PROVIDED TEXT
• • • • • • •

14th December
written by Jeni Gamble

Attention readers! The Alliance’s blog has been updated. We are currently in the process of transitioning from a WordPress blog to an integrated blog on our website. The new blog has the same content, but now comes with more bells and whistles to make your experience more interactive. We also now have a favicon, the logo icon that appears when you bookmark our page in your Bookmarks Toolbar. (It’s the small touches that matter.) The new and permanent location for our blog on our website is here, so please update your bookmarks.

A few new things you will notice:

  • You can now share the individual blog post via Facebook, Twitter, LinkedIn and email. Please share broadly to your networks.
  • With an easy right-hand sidebar link, subscribing to the blog has never been easier. Subscribe today and don’t miss out on daily posts.
  • A Twitter feed is now included on the right-hand sidebar, so you can stay tuned to the most current Alliance Tweets, allowing you to reply, retweet, mark a tweet as your favorite, and tweet to us!
  • When you search the Alliance Library, you will now find blog posts too, and you can still filter posts by specific categories.
  • The blog is now fully integrated into our website, located under the News and Events tab, with the same look and feel.
  • We have moved our blog-roll, which lists the blogs of our partners in the field, from the page footer to a more visible spot on the right-hand sidebar
  • We are working out our archiving function, but you can currently navigate older blogs using the page numbers and arrows located on the bottom of the page.

Needless to say, we are still working out a few kinks that are typical with content migrations, some more noticeable than others. Over the next couple of weeks, we will be going back and fixing older blog posts, which now appear without some of the original spacing and paragraph breaks, and other minor issues we have noticed. We appreciate your patience as we tackle these fixes.

As always, you can count on the Alliance blog to feature the same authoritative content on the homeless assistance field, with guest posts from such important voices as the  Director of the Office of HUD’s Special Needs Assistance Programs, Ann Oliva.

And we will continue to provide moving personal stories, commentary on the latest developments in homelessness, helpful advice for advocates and practitioners in the field, and important information about the Alliance’s own activities and events.

Stay tuned!

27th November
written by Darcy Klingle

Recently, I had the privilege of visiting Seattle, the city that will be playing host to the Alliance’s more than 800 attendees during our 2013 National Conference on Ending Family and Youth Homelessness this February.

As the Alliance’s Director of Meetings and Events, I always visit the host venue for each of our conferences two to three months in advance to get a feel for the space as it relates to our conference schedule, and to choose conference menus and get a general lay of the land.

I hadn’t ever been to Seattle, but I wasn’t shocked to be welcomed by a few rainclouds upon my arrival at Sea-Tac airport. The clouds broke shortly after I made it downtown, however, and I enjoyed sunshine the rest of the day. Here’s hoping we are so lucky in February!

• • • • • • •

SUPPLIED RECORDS
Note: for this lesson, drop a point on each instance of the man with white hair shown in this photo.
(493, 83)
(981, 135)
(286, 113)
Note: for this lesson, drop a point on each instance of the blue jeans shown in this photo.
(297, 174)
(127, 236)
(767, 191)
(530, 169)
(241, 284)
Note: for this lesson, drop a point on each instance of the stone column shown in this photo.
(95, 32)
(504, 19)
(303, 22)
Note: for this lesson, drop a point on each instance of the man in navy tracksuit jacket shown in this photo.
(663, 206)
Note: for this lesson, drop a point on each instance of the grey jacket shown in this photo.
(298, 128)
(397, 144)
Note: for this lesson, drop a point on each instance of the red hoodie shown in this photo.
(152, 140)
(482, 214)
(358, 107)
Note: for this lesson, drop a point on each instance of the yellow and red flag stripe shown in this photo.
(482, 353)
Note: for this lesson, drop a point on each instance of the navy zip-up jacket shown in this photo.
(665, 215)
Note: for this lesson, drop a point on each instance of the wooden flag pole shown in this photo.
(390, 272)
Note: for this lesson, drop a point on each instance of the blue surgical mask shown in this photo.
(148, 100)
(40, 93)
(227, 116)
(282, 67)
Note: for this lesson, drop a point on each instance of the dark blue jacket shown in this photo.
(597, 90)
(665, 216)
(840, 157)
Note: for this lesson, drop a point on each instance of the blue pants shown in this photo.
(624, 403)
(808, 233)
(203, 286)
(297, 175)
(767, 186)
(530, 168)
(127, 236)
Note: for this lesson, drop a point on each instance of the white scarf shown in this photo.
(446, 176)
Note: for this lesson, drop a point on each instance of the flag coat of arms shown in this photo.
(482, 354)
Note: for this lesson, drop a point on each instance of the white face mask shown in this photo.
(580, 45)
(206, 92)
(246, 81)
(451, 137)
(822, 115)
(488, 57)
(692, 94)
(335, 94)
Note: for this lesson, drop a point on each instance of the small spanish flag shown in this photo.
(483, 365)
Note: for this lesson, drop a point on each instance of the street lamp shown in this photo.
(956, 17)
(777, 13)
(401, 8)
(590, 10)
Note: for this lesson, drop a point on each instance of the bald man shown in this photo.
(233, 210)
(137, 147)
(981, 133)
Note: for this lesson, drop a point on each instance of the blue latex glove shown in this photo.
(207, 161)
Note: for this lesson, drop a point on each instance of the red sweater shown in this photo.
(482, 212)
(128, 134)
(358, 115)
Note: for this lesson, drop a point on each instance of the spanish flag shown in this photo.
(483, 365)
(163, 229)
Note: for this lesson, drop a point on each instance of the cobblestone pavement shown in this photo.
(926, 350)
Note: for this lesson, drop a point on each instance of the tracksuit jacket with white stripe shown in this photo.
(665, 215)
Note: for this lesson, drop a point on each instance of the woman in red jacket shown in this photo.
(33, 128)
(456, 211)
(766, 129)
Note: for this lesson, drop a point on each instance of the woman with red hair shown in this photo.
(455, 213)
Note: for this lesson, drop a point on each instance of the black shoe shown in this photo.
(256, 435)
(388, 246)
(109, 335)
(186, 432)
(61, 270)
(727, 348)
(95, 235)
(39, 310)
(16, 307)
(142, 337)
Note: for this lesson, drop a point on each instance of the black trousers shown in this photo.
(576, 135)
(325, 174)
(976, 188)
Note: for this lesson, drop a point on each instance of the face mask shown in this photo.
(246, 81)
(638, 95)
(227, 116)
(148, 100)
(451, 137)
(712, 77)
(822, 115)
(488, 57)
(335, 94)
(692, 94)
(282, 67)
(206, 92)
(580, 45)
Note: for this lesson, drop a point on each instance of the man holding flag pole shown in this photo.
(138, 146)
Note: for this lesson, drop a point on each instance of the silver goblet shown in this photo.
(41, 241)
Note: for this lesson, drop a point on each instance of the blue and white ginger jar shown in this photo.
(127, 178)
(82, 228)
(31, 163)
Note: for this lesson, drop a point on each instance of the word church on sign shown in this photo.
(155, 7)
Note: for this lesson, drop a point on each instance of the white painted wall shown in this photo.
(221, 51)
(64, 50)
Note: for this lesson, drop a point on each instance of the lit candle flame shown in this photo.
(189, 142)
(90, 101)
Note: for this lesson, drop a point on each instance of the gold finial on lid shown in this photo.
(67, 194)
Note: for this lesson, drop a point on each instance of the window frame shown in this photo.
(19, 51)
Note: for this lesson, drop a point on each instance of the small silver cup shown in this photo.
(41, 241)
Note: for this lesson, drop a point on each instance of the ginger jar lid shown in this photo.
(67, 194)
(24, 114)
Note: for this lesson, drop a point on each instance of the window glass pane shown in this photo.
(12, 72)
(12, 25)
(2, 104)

• • • • • • •

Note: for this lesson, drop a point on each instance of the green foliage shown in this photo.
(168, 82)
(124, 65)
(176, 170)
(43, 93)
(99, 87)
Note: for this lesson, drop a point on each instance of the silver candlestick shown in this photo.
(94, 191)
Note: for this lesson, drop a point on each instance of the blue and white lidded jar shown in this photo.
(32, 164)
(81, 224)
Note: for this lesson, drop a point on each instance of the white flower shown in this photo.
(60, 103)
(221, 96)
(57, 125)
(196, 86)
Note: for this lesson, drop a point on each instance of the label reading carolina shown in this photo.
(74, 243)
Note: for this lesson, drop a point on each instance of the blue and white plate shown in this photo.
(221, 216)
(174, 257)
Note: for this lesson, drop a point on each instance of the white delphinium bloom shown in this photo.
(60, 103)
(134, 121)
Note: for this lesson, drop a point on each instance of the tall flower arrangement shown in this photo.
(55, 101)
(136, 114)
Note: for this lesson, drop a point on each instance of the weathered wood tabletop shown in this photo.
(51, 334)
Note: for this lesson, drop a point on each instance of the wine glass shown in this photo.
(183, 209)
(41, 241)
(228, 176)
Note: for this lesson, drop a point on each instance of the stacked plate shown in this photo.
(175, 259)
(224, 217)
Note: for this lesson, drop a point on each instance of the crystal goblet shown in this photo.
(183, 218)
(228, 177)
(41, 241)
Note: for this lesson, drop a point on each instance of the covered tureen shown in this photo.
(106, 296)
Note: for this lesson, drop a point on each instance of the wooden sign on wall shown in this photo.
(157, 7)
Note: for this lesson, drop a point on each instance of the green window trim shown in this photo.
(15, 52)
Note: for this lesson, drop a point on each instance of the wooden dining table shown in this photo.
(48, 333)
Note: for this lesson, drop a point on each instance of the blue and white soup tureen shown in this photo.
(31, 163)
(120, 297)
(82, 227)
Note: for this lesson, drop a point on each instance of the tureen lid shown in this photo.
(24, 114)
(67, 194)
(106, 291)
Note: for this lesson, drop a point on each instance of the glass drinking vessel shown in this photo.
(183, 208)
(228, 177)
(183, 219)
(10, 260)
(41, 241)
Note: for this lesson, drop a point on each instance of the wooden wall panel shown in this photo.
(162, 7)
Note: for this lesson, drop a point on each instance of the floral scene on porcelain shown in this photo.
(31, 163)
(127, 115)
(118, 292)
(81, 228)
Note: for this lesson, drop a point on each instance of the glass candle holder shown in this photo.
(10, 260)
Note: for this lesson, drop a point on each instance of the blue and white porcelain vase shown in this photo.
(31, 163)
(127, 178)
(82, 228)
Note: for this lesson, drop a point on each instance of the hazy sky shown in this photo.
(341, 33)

• • • • • • •

WORK TO COMPLETE
a - For the Alliance blog text, decide whether each statement agrees with it: (i) The blog-roll was moved from the page footer to the right-hand sidebar. (ii) The integrated blog sits under the About Us tab of the website. (iii) The Director of Meetings and Events had been to Seattle before the visit described. Answer yes or no for each, quoting the words of the text that decide it.
b - Reproduce the part of the Alliance blog text between "As always, you" and "Programs, Ann Oliva.", inclusive.

THE REPLIES
a -
(i) Yes: "We have moved our blog-roll, which lists the blogs of our partners in the field, from the page footer to a more visible spot on the right-hand sidebar"
(ii) No: "located under the News and Events tab"
(iii) No: "I hadn’t ever been to Seattle"

b -
As always, you can count on the Alliance blog to feature the same authoritative content on the homeless assistance field, with guest posts from such important voices as the  Director of the Office of HUD’s Special Needs Assistance Programs, Ann Oliva.